**What is asked**
Retype the data below without altering anything.

**Dataset excerpts**
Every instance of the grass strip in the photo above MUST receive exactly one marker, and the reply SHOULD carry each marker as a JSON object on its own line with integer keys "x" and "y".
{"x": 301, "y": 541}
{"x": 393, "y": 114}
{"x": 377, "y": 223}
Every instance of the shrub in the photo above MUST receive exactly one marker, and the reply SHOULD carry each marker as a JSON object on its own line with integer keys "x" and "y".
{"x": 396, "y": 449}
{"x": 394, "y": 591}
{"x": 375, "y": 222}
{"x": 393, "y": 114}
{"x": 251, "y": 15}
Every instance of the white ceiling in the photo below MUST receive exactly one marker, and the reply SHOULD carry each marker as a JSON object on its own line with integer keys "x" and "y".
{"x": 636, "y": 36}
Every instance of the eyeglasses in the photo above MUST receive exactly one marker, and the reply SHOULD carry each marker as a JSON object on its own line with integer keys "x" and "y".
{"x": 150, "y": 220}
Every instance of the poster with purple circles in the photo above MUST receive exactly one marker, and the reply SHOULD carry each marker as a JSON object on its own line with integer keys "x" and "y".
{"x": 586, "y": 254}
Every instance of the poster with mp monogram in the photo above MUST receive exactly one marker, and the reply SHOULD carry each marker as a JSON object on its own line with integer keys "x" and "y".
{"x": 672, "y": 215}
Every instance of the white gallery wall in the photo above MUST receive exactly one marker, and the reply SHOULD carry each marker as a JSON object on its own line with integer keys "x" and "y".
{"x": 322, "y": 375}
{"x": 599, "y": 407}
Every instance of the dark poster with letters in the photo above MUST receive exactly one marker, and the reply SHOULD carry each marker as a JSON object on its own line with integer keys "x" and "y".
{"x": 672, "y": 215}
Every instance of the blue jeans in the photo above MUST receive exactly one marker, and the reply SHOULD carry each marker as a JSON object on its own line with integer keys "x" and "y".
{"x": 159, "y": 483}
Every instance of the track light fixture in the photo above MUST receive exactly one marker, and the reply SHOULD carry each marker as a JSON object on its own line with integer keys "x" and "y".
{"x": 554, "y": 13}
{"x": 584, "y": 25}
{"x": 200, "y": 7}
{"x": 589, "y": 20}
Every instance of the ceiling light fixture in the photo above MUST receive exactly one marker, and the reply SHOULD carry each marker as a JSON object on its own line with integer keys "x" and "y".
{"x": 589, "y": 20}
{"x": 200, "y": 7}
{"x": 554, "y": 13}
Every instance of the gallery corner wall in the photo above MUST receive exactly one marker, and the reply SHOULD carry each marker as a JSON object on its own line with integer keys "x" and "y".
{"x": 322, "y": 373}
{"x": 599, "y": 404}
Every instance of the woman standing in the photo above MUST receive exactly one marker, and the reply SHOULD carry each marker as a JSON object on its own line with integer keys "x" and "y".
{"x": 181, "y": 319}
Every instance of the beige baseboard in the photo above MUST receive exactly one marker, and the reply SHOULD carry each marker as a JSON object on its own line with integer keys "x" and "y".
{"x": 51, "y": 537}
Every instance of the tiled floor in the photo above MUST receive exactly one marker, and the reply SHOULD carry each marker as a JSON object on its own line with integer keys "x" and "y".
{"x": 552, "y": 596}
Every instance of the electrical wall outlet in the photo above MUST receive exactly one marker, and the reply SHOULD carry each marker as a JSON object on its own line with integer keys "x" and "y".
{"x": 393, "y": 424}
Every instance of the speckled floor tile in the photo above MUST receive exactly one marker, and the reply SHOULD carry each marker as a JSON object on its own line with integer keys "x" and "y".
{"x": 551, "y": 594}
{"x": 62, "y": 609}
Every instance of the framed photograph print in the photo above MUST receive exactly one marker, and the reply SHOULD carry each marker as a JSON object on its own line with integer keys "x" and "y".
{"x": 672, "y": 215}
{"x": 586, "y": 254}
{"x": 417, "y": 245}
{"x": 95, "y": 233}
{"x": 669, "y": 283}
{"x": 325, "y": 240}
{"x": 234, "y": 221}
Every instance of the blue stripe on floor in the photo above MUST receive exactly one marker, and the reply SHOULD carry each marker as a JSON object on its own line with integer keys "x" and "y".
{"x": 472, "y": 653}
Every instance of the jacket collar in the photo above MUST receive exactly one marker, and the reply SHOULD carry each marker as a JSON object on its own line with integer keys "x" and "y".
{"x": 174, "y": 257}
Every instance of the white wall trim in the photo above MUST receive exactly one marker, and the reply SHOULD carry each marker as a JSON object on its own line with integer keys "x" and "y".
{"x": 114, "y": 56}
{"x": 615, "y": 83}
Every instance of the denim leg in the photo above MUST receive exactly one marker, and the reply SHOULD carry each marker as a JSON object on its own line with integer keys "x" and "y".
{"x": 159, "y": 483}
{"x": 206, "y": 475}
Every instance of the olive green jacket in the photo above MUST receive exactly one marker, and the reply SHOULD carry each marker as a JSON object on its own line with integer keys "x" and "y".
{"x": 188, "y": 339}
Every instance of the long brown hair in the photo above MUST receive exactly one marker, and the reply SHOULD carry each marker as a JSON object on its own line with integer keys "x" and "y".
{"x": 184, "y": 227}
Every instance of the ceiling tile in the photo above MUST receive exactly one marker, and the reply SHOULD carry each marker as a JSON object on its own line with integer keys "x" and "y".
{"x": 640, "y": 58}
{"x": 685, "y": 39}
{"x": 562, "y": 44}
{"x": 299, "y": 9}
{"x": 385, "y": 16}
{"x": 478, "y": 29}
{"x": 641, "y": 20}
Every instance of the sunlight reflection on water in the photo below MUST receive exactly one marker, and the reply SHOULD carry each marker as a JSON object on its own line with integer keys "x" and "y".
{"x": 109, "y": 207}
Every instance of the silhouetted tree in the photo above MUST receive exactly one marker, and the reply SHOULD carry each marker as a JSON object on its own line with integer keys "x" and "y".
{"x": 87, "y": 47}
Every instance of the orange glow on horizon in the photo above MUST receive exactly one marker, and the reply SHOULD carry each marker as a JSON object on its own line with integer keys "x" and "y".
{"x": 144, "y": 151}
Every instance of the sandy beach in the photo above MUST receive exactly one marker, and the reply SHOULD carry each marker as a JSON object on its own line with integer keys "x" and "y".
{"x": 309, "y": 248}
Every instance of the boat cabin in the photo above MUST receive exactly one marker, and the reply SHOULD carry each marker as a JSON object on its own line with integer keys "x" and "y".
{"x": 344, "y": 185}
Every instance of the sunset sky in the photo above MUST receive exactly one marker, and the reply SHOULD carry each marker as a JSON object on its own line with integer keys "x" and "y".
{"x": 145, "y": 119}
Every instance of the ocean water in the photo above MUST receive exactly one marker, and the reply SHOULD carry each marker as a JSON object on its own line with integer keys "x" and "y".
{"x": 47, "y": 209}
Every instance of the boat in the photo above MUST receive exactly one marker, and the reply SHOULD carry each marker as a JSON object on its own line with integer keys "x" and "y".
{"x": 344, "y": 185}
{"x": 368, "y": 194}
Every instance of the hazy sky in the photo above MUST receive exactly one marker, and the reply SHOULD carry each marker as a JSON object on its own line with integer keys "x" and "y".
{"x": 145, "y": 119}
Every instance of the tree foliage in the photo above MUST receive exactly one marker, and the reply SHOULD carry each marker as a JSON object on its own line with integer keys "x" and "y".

**Full solution**
Every instance of the grass strip in the photo above MUST receive exactly one marker, and the reply SHOULD carry each marker as a JSON object on its own line with integer keys "x" and "y".
{"x": 301, "y": 541}
{"x": 393, "y": 114}
{"x": 377, "y": 223}
Every instance of the shrub in the photo above MUST receive exactly one marker, and the reply SHOULD carry each marker as a JSON object on its own line with integer keys "x" and "y".
{"x": 396, "y": 449}
{"x": 394, "y": 591}
{"x": 375, "y": 222}
{"x": 393, "y": 114}
{"x": 251, "y": 15}
Every instance of the white ceiling in the photo below MUST receive exactly one marker, and the reply SHOULD carry each marker as a JSON object on its own line with integer keys "x" and "y".
{"x": 636, "y": 36}
Every instance of the eyeglasses in the photo above MUST receive exactly one marker, and the reply SHOULD carry each marker as a JSON object on its own line with integer keys "x" and "y".
{"x": 150, "y": 220}
Every instance of the poster with purple circles in the photo above MUST receive exactly one marker, and the reply SHOULD carry each marker as a JSON object on its own line with integer keys "x" and "y".
{"x": 586, "y": 254}
Every instance of the poster with mp monogram in the photo above MUST receive exactly one marker, and the reply SHOULD carry each marker as a JSON object on its own line with integer keys "x" and "y".
{"x": 672, "y": 215}
Every instance of the white gallery wall in the photo above MUST receive exactly one marker, and the reply SHOULD carry each marker as a JSON object on its own line with integer keys "x" and "y".
{"x": 322, "y": 375}
{"x": 599, "y": 407}
Every instance of the dark poster with letters in the photo above MUST receive exactly one marker, and the reply SHOULD carry each marker as a JSON object on its own line with integer keys "x" and "y".
{"x": 672, "y": 215}
Every instance of the blue jeans in the photo above MUST receive exactly one marker, and the reply SHOULD carry each marker as a JSON object on its own line with integer keys "x" and "y".
{"x": 159, "y": 483}
Every instance of the track light fixture in the photo above MUST receive exactly one marker, and the reply SHOULD carry each marker as a JSON object on its own line with integer keys "x" and "y".
{"x": 554, "y": 13}
{"x": 584, "y": 25}
{"x": 200, "y": 7}
{"x": 589, "y": 20}
Every instance of the ceiling light fixture in the photo above MUST receive exactly one marker, and the reply SHOULD carry each marker as a JSON object on its own line with integer keys "x" and "y".
{"x": 589, "y": 20}
{"x": 200, "y": 7}
{"x": 554, "y": 13}
Every instance of the gallery corner wall in the photo above MUST receive exactly one marker, and the reply SHOULD carry each marker as a JSON object on its own line with integer keys "x" and "y".
{"x": 322, "y": 373}
{"x": 599, "y": 404}
Every instance of the woman standing in the photo above MUST receive exactly one marker, and the reply SHOULD carry each marker as a JSON object on its own line with integer keys "x" and "y".
{"x": 181, "y": 319}
Every instance of the beige baseboard in the photo above MUST receive exactly one marker, and the reply SHOULD carry each marker as a JSON object on its own line with integer keys "x" and "y".
{"x": 51, "y": 537}
Every instance of the tiled floor in the photo above MUST receive exactly one marker, and the reply SHOULD carry each marker as a JSON object on its own line with integer keys "x" and "y".
{"x": 552, "y": 596}
Every instance of the electrical wall outlet in the photo above MUST receive exactly one marker, and the reply SHOULD carry each marker as a JSON object on its own line with integer keys "x" and "y".
{"x": 393, "y": 424}
Every instance of the speckled floor tile in the photo above MUST receive exactly one marker, and the reply SHOULD carry each marker as a JSON object on its own line with integer keys "x" and "y".
{"x": 551, "y": 594}
{"x": 62, "y": 609}
Every instance of the framed photograph print in the photo above MUST receive exactly one marker, and the reply SHOULD carry each marker as a JSON object on its own line with integer keys "x" and "y".
{"x": 672, "y": 215}
{"x": 586, "y": 254}
{"x": 417, "y": 245}
{"x": 95, "y": 233}
{"x": 669, "y": 283}
{"x": 325, "y": 240}
{"x": 234, "y": 221}
Every instance of the blue stripe on floor in the photo above MUST receive exactly one marker, and the reply SHOULD carry each marker as a JSON object on its own line with integer keys "x" and "y".
{"x": 472, "y": 653}
Every instance of the jacket collar in the photo above MUST receive exactly one marker, and the reply SHOULD carry each marker as a JSON object on its own line with integer keys "x" and "y".
{"x": 174, "y": 257}
Every instance of the white wall trim in the photo above MUST receive exactly one marker, and the reply SHOULD carry each marker as a JSON object on its own line with integer keys "x" and "y".
{"x": 114, "y": 56}
{"x": 615, "y": 83}
Every instance of the denim leg in the photo above MUST receive exactly one marker, and the reply SHOULD carry each marker as a JSON object on its own line with integer keys "x" and "y".
{"x": 159, "y": 483}
{"x": 206, "y": 475}
Every instance of the olive green jacket in the photo above MUST receive exactly one marker, and the reply SHOULD carry each marker as a JSON object on its own line with integer keys "x" and "y".
{"x": 188, "y": 339}
Every instance of the long brown hair in the photo above MUST receive exactly one marker, and the reply SHOULD carry each marker as a JSON object on its own line with integer keys "x" and "y".
{"x": 184, "y": 227}
Every instance of the ceiling tile in the photo above MUST receive exactly one marker, and the reply SHOULD carry each marker as a JSON object on its own line with integer keys "x" and "y".
{"x": 640, "y": 58}
{"x": 685, "y": 39}
{"x": 562, "y": 44}
{"x": 299, "y": 9}
{"x": 385, "y": 16}
{"x": 478, "y": 29}
{"x": 641, "y": 20}
Every instance of the sunlight reflection on water in the photo below MUST receive exactly one marker, and the reply SHOULD carry each marker as a JSON object on its own line with integer keys "x" and "y".
{"x": 109, "y": 207}
Every instance of the silhouetted tree in the photo above MUST receive exactly one marker, and the reply SHOULD carry each marker as a JSON object on its own line with integer keys "x" and "y".
{"x": 87, "y": 47}
Every instance of the orange glow on horizon in the photo above MUST receive exactly one marker, and the reply SHOULD carry each marker as a JSON object on its own line with integer keys "x" and "y".
{"x": 144, "y": 151}
Every instance of the sandy beach in the photo above MUST receive exactly one marker, and the reply SHOULD carry each marker as a JSON object on its own line with integer keys "x" and "y".
{"x": 309, "y": 248}
Every instance of the boat cabin in the photo above MUST receive exactly one marker, and the reply SHOULD carry each marker as a JSON object on its own line with integer keys "x" and "y".
{"x": 344, "y": 185}
Every instance of the sunset sky in the photo above MUST receive exactly one marker, and the reply SHOULD carry each marker as a JSON object on its own line with integer keys "x" and "y".
{"x": 145, "y": 119}
Every instance of the ocean water in the photo above MUST receive exactly one marker, and the reply SHOULD carry each marker as a JSON object on its own line with integer keys "x" and "y".
{"x": 47, "y": 209}
Every instance of the boat in the photo above MUST receive exactly one marker, and the reply SHOULD carry each marker as a JSON object on its own line with integer keys "x" and "y".
{"x": 344, "y": 185}
{"x": 368, "y": 194}
Every instance of the hazy sky in the photo above MUST receive exactly one marker, and the reply SHOULD carry each marker as a JSON object on its own line with integer keys "x" and "y".
{"x": 145, "y": 119}
Every instance of the tree foliage in the photo above MUST receive exactly one marker, and the reply SHOULD carry each marker as a JSON object on its own line with integer keys "x" and "y".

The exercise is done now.